What needs to be done: Pick out every line in the records below that contains the word "uniform" and copy each one. Case matters when matching.
** START Extracted records **
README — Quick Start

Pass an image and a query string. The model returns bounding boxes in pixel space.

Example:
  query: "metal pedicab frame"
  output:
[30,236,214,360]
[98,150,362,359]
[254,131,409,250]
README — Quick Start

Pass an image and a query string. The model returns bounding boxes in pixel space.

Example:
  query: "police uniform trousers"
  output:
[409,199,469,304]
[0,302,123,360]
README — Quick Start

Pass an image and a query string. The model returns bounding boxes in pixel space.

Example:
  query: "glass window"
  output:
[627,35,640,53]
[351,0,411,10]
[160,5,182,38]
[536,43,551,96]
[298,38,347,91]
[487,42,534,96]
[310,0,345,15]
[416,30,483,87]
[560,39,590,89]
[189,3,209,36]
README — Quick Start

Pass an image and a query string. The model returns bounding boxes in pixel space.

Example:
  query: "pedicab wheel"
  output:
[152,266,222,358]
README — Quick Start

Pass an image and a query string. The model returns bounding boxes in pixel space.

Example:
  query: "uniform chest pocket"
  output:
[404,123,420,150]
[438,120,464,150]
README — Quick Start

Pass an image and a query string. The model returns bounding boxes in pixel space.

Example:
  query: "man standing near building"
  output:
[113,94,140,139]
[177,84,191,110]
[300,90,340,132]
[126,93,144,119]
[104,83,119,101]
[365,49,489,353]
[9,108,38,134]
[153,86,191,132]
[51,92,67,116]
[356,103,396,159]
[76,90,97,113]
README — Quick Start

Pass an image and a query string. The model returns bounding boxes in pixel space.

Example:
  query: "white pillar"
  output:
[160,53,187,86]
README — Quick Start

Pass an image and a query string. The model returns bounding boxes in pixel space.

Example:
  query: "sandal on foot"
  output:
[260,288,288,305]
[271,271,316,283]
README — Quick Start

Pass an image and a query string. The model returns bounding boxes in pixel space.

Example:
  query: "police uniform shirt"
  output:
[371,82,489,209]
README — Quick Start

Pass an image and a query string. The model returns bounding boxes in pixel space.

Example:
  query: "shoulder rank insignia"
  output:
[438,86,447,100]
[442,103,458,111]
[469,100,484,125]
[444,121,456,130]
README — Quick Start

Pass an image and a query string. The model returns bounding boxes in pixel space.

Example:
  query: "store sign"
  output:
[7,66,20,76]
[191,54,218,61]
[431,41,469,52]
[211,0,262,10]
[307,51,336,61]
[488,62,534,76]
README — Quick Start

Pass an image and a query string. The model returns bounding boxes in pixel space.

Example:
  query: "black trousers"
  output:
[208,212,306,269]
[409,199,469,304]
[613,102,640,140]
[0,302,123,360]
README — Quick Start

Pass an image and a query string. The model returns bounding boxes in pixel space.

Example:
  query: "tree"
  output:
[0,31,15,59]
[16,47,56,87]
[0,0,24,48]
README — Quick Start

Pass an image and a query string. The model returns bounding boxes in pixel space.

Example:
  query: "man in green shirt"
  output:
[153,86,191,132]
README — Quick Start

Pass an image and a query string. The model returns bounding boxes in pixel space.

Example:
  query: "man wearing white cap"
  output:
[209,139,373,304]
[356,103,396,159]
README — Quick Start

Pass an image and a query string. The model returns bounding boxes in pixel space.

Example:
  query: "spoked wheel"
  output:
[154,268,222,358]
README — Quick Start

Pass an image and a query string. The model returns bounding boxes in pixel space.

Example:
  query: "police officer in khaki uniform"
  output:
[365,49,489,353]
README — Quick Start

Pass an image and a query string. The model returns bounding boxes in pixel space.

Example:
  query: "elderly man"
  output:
** END Extracted records **
** START Extracted records **
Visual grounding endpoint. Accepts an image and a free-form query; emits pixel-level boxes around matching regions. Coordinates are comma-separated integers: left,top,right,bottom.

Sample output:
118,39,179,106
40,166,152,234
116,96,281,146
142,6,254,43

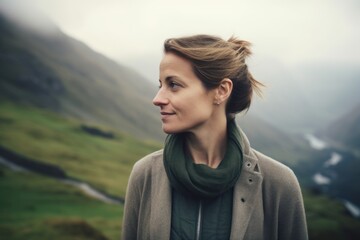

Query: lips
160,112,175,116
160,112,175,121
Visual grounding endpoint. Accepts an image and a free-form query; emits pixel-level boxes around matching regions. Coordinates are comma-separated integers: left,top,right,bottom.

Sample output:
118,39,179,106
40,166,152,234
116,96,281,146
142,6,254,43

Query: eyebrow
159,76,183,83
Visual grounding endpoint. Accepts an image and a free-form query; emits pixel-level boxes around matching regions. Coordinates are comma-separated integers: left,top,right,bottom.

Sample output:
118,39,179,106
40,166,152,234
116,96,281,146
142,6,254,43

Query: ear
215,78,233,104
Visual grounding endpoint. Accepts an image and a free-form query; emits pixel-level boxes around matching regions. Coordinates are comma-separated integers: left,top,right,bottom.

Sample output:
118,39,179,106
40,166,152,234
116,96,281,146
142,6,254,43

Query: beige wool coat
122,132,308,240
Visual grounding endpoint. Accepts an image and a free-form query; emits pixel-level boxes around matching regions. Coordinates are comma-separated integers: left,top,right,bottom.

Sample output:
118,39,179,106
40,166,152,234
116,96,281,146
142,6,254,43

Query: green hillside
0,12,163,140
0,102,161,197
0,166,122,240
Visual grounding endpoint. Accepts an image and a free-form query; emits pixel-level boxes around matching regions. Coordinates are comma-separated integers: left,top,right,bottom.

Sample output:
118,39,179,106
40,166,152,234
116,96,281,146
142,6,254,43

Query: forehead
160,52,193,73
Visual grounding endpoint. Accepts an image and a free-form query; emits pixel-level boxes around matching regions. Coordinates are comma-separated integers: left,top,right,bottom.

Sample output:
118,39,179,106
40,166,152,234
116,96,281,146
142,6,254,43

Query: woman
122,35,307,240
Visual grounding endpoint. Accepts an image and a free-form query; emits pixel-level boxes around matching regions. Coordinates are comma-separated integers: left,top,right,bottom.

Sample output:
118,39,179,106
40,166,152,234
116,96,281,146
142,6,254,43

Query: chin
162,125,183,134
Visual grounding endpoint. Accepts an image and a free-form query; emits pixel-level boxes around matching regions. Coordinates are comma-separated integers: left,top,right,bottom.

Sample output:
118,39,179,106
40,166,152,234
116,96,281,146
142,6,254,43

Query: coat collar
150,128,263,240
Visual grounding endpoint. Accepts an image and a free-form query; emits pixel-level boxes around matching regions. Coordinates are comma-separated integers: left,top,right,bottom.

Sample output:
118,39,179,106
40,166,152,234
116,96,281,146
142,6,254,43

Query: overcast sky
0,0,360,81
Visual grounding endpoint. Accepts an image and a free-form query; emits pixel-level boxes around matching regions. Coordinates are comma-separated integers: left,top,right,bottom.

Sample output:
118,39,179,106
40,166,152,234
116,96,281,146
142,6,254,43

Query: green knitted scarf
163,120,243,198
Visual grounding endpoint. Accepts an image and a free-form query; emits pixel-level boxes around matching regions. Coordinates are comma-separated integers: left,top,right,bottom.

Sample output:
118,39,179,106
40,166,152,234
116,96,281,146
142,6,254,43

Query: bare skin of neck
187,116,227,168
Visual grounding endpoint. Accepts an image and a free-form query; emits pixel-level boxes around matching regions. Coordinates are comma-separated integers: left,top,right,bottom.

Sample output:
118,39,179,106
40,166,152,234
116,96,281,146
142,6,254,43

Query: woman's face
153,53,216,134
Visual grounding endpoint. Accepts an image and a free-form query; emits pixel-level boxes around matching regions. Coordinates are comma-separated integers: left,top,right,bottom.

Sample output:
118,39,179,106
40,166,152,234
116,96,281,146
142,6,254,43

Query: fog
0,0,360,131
** END Extracted records **
Correct answer:
  query: "police uniform trousers"
  query: "uniform chest pocket"
  query: "police uniform shirt"
  query: "police officer in khaki uniform"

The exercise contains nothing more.